What you are asked to do
Down to the last line, repeat the entries exactly and drop any image.

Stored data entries
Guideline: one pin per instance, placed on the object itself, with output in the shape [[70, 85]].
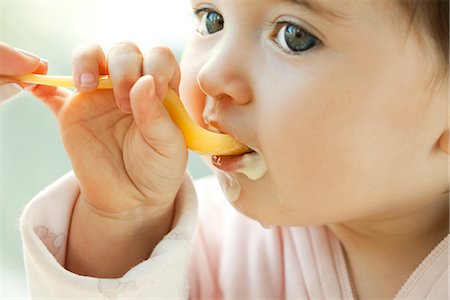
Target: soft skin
[[353, 131]]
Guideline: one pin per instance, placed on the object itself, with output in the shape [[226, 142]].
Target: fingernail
[[125, 105], [87, 79], [27, 53], [151, 90], [8, 91]]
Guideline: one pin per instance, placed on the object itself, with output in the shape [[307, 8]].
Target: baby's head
[[344, 102]]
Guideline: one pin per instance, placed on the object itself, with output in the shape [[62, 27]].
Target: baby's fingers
[[152, 119], [125, 67], [88, 61], [162, 65]]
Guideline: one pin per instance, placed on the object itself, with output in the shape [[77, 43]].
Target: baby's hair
[[432, 16]]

Final answer
Guideline: one pin per instance, placed on the object itself, with output in the shape [[70, 85]].
Target: soft skin
[[353, 131]]
Guideline: one pin per instance, placed on the object itself, with output in the shape [[226, 142]].
Target: fingernail
[[125, 105], [87, 79], [27, 53], [151, 90], [8, 91]]
Guideline: one pin per instance, placed on the object itself, with output in the shape [[307, 8]].
Target: baby's head
[[344, 102]]
Guideline: one pin per instance, placed on the object itself, with output in the shape [[62, 27]].
Target: baby's fingers
[[152, 119], [125, 67], [88, 61], [162, 65]]
Guideline: one pin per instance, placed on the object itself, with output in the shape [[77, 43]].
Target: baby's hair
[[432, 16]]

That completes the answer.